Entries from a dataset
★ ★ ★ ★ ★
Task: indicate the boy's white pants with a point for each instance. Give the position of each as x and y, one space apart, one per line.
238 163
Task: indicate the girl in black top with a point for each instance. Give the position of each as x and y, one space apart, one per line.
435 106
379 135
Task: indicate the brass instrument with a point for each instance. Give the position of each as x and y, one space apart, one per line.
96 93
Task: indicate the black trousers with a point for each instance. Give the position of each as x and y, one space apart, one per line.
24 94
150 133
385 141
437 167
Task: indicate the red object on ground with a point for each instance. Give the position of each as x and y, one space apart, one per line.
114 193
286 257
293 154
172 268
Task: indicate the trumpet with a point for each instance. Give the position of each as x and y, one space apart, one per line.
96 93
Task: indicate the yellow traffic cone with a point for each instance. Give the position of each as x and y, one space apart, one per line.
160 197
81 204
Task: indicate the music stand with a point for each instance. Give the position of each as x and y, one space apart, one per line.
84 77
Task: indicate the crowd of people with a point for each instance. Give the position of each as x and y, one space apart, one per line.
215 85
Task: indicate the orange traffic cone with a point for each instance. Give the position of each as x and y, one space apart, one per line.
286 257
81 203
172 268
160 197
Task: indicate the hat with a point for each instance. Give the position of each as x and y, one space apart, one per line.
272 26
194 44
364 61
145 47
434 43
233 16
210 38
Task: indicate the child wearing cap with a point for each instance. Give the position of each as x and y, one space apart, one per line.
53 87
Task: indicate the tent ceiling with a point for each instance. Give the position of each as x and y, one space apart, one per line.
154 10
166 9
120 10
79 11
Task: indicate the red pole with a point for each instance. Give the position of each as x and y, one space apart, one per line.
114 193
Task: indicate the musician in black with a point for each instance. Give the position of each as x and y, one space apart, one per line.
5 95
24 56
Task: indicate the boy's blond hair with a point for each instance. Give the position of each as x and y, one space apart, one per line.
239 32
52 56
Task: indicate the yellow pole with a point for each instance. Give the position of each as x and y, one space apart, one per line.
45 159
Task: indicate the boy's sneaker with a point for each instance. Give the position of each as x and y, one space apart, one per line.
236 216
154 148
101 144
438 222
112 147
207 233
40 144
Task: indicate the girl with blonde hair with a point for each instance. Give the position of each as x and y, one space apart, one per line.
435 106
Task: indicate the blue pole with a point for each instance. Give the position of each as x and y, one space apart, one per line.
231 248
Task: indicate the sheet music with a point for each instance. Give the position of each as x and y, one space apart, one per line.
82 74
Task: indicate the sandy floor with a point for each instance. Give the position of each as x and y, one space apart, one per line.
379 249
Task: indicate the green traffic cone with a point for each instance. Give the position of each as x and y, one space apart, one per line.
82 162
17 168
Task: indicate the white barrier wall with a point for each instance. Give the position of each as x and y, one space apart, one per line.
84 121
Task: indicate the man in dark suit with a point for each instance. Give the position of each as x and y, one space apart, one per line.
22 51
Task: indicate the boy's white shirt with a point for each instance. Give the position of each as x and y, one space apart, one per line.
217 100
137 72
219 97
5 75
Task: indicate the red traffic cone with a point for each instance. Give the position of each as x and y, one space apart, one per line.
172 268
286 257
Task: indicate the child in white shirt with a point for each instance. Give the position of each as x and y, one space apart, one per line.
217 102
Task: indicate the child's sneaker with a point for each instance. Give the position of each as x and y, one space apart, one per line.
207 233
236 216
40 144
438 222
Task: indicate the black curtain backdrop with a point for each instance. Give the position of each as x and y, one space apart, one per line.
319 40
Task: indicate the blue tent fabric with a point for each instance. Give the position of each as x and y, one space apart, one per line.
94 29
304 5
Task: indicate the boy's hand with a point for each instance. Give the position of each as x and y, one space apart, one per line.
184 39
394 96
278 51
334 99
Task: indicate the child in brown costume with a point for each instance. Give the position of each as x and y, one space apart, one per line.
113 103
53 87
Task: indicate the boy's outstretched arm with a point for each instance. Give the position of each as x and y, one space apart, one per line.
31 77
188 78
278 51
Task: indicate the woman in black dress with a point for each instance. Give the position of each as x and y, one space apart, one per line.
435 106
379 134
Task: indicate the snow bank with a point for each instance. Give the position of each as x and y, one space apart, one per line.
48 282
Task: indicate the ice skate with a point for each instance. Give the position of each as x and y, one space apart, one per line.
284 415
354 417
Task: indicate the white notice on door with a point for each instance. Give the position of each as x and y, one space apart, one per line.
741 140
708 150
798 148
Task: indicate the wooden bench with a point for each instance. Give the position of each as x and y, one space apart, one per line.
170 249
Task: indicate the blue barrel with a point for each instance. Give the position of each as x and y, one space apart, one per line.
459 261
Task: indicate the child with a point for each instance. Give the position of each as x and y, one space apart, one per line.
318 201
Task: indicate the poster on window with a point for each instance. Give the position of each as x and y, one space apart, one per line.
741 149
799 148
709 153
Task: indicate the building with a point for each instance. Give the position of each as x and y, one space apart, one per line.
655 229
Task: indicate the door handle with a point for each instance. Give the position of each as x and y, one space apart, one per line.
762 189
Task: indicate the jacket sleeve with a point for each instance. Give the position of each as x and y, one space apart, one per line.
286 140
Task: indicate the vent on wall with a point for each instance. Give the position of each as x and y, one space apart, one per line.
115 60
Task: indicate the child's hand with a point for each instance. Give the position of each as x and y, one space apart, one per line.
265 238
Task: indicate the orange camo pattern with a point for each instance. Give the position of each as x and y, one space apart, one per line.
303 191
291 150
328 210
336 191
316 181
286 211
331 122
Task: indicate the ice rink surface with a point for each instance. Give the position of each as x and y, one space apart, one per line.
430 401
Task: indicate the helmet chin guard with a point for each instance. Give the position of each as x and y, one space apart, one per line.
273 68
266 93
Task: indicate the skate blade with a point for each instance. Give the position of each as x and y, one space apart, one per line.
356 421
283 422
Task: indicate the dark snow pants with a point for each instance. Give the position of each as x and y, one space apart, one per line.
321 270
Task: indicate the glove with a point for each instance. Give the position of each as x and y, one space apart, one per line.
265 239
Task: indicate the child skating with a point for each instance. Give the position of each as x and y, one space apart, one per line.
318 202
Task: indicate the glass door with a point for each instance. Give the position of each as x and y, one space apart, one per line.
★ ★ ★ ★ ★
Problem :: Extract each entry in full, exactly as given.

Complete answer ::
Task: indicate the boy's white pants with a point for each instance. Give the position of each as x and y, one space apart, one per line.
238 163
Task: indicate the girl in black top with a point for each instance. Give the position of each as x and y, one space apart, one per line.
435 106
379 135
Task: indicate the brass instrument with a point for each instance. Give the position of each as x and y, one space apart, one per line.
96 93
Task: indicate the black trousers with a point for each instance. Give the position of each as x and y, one space apart, one per line.
24 94
150 133
385 141
437 167
Task: indicate the red object on ground with a point for each instance. Give the position of each as x and y, one space apart, one per line.
114 193
286 257
293 154
172 268
Task: indicate the trumpet with a point for each instance. Give the position of each as x and y, one space apart, one per line.
96 93
Task: indicate the yellow traffic cone with a point for each instance. Give the position of each as x and y, one space apart, one per line.
160 197
81 204
Task: indicate the music stand with a point for each instance. Give the position of each as x and y, one space apart, one per line.
84 77
Task: indicate the crowd of people with a point for each instance. Give the position of each as x and y, one space apart, one per line.
215 85
Task: indicate the orange traffic cone with a point for each instance. Give the position of each as x and y, one space apart, one per line.
286 257
81 203
172 268
160 197
Task: indicate the hat with a point for each instance. Give the position of each as x and y, one space apart, one per line.
272 26
194 44
364 61
145 47
434 43
233 16
210 38
Task: indicate the child wearing cap with a point for each instance. Give the position of each as x and y, one space apart, one per line.
53 87
Task: indicate the tent ceiling with a point for each instance. Give the position of each as x and y, one space apart, one per line.
154 10
166 9
120 10
79 11
Task: indicate the red pole with a point for each instance. Give the position of each as x and y, one space apart, one per line.
114 193
Task: indicate the musician in black with a point for each instance. Give the position of each as x and y, one space apart, one per line.
5 95
24 56
Task: indicate the boy's blond hair with a point for each instance. Give the position of each as x and y, one space apart, one per line.
239 32
52 56
Task: indicate the yellow pole with a point for each instance. Give the position of each as x and y, one space apart, one per line.
45 159
Task: indicate the boy's sneaker with a point for each instance. Give the position of each as x and y, one space apart, one per line.
236 216
154 148
101 144
438 222
112 147
207 233
40 144
Task: indicate the girl with blonde hair with a point for each instance. Give the position of each as x and y, one space apart, one per line.
435 106
Task: indicate the blue pole with a point for each instance. Give the position of each as x and y, one space apart, one per line.
231 248
Task: indicate the sheet music with a point for each instance. Give the position of each as x and y, one space apart, one per line.
82 74
Task: indicate the sandy floor with a point for each instance. Give the position of each as x and y, one space apart, one per line.
379 249
Task: indicate the green traffic cone with a point for each instance. Give the position of each as x and y, one space apart, one per line.
82 162
17 168
Task: indicate the white barrier wall with a point for each instance. Give the position of each as x and y, one space apart, one per line.
84 121
Task: indicate the man in dark suit with a point for each instance. Give the position of each as x and y, one space apart, one per line.
22 51
Task: indicate the boy's white shirt with a point for each instance. Give the position of each as x and y, one space apart, one per line.
217 100
137 72
219 97
5 75
Task: indicate the red traffic cone with a point for each instance. Give the position of each as x and y, one space apart, one per line.
172 268
286 257
Task: indicate the child in white shirt with a point for each instance. Give the position of each as x and y, one space apart, one per line.
217 102
Task: indicate the child's sneaker with a point for each instance. Give the position of each as x and y, one space apart, one per line.
207 233
236 216
40 144
438 222
Task: indicate the black curtain backdrop with a point for each instance. Give the position of each as x and y, one space apart, one per line.
319 40
Task: indicate the blue tent fabric with a point for each instance. Give the position of each as x and y, one space apart, one per line.
94 29
304 5
Task: indicate the boy's hand with a point for each instance. Give the position of each as x and y, one space apart, one per line.
184 39
394 96
278 51
334 99
Task: indicate the child in brown costume with a point for each instance. Give the position of each as x and y, one space apart, one per line.
113 103
53 87
Task: indicate the boy's outstretched arm with a point for each instance. Give the position of each as x and y, one space apart, one per line.
31 77
188 78
278 51
Task: indicate the woman in black dress with a point for each instance. Give the position of each as x and y, one space apart, one per line.
435 106
379 134
Task: indicate the snow bank with a point for each instance. Give the position of each as x and y, one space apart, one per line.
48 282
Task: indicate the ice skate with a point for each instance. Give the position of each as x and y, one space apart, one per line.
284 415
354 417
Task: indicate the white notice on door with a point for each instance. Give the position of each as x and y, one space apart, one per line.
741 140
708 150
798 148
Task: indicate the wooden bench with a point for each instance. Give the position of each as x and y, one space apart, one per line.
170 249
Task: indicate the blue barrel with a point for each instance. Give the position of each as x and y, one space apart, one per line.
459 261
Task: indicate the child with a point for each instance. Give the position of each as x and y, one space apart, one per line.
318 201
Task: indicate the poster on window with a point for each instance. Give the position of each as x and y, one space apart, one per line.
741 149
799 148
709 153
Task: indicate the building with a point for each instance. Give the position of each as x and y, one space apart, one per line.
655 229
Task: indicate the door handle with a point for each instance. Give the position of each as x and y, one space apart, one per line.
762 189
Task: indicate the jacket sleeve with a point for each instance. Give the position of each as x and y, one space apart, one per line.
286 140
Task: indicate the vent on wall with a point for each instance. Give the position of each as x and y, one space apart, one per line.
115 60
Task: indicate the child's hand with a point for each instance. Give the position of each as x and y, one space apart, one per line.
265 238
Task: indicate the orange camo pattern with a point for each instance. Give the position of each as x and y, one space apart, one per line.
303 191
291 150
328 210
336 191
316 181
286 211
331 122
Task: indicate the ice rink surface with a point for each instance. Give the position of each as x and y, one space apart, one per line.
430 401
Task: indicate the helmet chin guard with a point for each instance. Give the position of each as x and y, one space apart, one per line.
273 68
266 93
Task: indicate the skate blade with a point for each instance. Give the position of each as x and y, one space apart, one per line.
356 421
283 422
Task: indicate the dark snow pants with a point for each instance. Give the position of each as x and y, one space apart, one per line.
321 270
Task: indicate the glove with a point for each instance. Give the position of each as x and y, one space apart, one per line.
265 239
Task: indicate the child skating with a point for each instance. Give the position of each as x and y, one space apart, one per line.
318 202
Task: indicate the glass door with a point for each instance. Give the position of each as x and y, one space apart, one per line.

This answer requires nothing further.